Description of the task: Give back exactly the lines from the one containing "Would you mind marking the tree canopy" through the end of the records, including both, and no others.

┌──

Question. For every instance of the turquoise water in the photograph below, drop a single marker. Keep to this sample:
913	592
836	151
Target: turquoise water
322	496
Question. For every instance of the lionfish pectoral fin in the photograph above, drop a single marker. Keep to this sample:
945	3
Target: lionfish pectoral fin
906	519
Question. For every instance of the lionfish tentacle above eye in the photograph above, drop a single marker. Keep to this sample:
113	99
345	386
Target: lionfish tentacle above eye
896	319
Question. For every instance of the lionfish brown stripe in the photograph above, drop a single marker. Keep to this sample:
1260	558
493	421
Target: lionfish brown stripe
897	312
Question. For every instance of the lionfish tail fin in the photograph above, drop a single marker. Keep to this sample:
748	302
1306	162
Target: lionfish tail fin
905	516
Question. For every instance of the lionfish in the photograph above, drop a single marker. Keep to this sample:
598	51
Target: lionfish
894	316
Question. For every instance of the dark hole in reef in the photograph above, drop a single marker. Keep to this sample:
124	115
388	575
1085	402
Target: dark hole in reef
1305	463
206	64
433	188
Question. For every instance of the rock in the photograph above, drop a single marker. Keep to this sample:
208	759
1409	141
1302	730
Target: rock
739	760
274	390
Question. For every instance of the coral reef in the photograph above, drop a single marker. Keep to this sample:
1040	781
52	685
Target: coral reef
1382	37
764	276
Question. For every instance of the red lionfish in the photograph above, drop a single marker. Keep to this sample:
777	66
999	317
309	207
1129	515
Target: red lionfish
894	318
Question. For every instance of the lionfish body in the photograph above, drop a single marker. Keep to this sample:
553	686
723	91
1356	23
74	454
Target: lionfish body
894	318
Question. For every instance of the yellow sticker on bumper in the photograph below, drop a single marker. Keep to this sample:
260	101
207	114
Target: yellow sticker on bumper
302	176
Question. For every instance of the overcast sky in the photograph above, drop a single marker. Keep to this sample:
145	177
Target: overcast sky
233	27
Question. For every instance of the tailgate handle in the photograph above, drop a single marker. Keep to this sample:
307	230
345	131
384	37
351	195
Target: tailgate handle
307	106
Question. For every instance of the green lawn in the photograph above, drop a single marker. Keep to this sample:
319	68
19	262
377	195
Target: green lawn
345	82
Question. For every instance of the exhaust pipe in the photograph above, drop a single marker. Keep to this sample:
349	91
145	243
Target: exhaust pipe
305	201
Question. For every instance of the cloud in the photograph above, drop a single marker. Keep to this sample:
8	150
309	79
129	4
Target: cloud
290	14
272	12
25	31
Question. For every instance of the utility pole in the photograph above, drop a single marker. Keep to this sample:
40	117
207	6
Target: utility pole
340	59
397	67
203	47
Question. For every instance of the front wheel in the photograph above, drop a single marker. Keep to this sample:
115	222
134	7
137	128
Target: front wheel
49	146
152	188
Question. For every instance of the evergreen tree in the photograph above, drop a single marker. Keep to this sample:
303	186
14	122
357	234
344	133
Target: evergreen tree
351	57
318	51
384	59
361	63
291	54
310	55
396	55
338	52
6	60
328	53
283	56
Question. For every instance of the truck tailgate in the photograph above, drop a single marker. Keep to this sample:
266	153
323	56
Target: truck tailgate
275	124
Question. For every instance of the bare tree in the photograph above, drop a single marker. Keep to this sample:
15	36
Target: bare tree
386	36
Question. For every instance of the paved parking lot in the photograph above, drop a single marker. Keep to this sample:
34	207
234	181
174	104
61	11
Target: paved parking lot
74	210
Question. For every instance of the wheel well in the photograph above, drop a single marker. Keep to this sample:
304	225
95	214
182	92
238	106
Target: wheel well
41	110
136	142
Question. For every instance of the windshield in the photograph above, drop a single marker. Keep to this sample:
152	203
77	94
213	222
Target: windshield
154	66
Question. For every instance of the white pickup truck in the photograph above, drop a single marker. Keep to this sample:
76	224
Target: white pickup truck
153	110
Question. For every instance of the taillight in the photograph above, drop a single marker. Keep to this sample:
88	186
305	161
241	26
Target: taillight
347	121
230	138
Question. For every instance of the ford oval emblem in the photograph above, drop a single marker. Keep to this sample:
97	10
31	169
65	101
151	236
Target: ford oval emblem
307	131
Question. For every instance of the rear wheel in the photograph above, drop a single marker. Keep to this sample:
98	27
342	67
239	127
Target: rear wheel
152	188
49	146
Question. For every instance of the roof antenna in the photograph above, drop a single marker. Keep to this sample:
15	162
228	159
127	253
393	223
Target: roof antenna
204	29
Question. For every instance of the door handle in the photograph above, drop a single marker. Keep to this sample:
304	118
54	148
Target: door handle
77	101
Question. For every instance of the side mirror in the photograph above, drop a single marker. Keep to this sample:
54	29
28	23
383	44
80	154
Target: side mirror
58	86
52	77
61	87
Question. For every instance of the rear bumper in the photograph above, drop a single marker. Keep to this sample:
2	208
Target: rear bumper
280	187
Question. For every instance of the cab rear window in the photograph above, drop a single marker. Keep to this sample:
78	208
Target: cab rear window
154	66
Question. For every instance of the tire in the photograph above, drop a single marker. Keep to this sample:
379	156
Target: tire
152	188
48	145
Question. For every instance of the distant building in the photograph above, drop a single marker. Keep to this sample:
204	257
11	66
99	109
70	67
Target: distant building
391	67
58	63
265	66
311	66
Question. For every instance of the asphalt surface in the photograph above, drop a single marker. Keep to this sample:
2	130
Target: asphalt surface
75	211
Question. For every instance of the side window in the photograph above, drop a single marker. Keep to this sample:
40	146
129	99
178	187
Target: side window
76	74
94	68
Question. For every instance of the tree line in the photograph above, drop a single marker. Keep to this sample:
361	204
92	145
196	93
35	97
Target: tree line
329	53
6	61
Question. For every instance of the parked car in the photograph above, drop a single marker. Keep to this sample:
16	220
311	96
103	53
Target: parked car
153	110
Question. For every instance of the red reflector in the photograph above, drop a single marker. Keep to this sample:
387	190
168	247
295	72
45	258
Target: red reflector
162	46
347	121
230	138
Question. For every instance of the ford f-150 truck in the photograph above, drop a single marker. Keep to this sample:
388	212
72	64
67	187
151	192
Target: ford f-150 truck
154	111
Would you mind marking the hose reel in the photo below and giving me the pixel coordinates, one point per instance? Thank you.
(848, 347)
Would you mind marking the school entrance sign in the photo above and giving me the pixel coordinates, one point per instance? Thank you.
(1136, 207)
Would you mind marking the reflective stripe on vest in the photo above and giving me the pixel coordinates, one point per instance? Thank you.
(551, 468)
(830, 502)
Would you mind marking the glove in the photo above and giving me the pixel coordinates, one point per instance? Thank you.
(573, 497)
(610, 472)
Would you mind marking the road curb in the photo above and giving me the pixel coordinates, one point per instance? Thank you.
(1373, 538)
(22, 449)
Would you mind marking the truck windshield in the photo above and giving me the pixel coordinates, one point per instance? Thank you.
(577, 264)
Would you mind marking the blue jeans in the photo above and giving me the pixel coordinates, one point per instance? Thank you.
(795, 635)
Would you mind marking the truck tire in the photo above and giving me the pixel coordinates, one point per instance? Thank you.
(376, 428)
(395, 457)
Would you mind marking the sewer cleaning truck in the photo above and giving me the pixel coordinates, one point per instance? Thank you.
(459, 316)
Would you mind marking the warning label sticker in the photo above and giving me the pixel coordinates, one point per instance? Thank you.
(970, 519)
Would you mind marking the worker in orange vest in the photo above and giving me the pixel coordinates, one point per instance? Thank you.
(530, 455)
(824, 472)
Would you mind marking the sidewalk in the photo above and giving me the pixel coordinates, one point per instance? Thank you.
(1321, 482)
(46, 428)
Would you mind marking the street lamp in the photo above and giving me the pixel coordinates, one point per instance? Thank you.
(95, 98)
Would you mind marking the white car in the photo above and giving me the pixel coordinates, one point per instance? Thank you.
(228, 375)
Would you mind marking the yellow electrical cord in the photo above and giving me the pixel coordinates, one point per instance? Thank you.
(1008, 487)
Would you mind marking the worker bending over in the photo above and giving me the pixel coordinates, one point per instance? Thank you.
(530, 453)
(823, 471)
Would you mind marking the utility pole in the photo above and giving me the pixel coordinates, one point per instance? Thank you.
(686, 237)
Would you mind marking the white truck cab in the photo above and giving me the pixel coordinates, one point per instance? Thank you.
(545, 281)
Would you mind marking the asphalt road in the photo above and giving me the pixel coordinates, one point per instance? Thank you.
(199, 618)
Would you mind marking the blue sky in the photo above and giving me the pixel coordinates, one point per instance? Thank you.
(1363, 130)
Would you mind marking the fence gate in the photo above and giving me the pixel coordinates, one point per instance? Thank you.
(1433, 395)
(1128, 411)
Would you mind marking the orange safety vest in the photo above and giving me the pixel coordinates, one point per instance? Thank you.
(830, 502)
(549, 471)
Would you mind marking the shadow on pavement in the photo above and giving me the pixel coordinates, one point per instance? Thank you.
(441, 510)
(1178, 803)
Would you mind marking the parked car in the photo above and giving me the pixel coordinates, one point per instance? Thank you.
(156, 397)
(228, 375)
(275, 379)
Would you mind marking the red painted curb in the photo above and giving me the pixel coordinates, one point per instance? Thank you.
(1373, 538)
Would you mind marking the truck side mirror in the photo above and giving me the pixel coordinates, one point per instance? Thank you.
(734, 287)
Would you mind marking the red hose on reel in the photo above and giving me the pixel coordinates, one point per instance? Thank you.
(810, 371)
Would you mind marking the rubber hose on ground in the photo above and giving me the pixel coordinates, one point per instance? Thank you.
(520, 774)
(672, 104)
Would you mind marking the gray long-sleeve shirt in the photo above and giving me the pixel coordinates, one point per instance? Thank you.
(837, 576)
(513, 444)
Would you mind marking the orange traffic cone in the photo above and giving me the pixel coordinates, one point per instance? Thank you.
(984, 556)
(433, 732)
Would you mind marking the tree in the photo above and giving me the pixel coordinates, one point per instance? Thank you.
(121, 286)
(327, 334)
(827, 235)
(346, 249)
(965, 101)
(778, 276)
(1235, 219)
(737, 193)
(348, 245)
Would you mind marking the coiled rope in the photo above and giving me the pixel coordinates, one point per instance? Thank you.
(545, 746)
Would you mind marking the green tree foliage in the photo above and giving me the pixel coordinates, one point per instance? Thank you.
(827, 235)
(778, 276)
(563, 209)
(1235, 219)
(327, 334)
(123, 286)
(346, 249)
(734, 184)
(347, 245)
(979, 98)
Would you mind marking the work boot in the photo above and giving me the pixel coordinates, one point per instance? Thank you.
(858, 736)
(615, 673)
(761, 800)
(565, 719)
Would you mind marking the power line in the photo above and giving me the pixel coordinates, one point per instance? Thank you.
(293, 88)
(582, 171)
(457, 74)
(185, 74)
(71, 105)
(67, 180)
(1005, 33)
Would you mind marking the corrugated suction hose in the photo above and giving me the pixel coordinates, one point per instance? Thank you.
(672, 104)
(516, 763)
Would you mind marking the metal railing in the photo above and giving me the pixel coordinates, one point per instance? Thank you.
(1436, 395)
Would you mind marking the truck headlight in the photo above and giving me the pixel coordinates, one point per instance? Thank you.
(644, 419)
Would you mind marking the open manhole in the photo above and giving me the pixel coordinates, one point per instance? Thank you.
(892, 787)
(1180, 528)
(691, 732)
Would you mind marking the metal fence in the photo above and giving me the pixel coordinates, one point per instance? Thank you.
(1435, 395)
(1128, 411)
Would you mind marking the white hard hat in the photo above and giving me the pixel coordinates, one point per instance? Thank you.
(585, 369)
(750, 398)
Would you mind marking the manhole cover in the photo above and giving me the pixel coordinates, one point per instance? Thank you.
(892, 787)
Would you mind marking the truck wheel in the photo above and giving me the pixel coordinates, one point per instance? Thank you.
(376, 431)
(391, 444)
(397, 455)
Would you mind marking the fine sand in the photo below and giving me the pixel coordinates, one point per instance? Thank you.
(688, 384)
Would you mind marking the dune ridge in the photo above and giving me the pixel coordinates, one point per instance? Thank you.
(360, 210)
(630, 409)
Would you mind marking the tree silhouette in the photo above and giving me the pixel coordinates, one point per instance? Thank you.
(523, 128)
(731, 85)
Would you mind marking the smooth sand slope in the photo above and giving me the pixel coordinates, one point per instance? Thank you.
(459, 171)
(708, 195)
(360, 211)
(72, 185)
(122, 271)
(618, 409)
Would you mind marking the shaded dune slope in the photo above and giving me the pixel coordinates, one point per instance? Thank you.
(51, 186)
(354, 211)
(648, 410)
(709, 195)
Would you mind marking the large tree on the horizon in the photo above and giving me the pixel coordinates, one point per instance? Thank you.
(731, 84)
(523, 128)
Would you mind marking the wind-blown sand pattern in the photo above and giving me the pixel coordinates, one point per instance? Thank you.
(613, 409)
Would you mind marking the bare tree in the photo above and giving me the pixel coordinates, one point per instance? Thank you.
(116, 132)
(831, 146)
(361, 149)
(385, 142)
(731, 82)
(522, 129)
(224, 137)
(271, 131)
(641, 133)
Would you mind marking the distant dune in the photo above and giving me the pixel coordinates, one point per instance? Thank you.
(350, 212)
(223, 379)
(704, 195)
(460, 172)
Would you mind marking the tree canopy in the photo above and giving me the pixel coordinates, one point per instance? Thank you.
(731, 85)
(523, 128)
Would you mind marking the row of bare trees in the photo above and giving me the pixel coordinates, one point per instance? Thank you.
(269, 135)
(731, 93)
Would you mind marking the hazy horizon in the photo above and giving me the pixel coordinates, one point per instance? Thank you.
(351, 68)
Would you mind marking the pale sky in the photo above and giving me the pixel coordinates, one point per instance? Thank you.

└──

Complete output:
Would you mind marking the tree canopy in the photo above and giving me the pixel coordinates, one point per instance? Thank you.
(731, 85)
(523, 128)
Would you mind marking the row of bare trees in the photo above and giving me the pixel coordinates, one point per instance? Thank you.
(269, 135)
(731, 93)
Would you mind marking the hazy horizon in the photo above and giving me the pixel coordinates, one point per instance? Thank you.
(351, 68)
Would you mind marking the pale sky in the photo above and giving me the pixel coordinates, one point per instance? Thank you.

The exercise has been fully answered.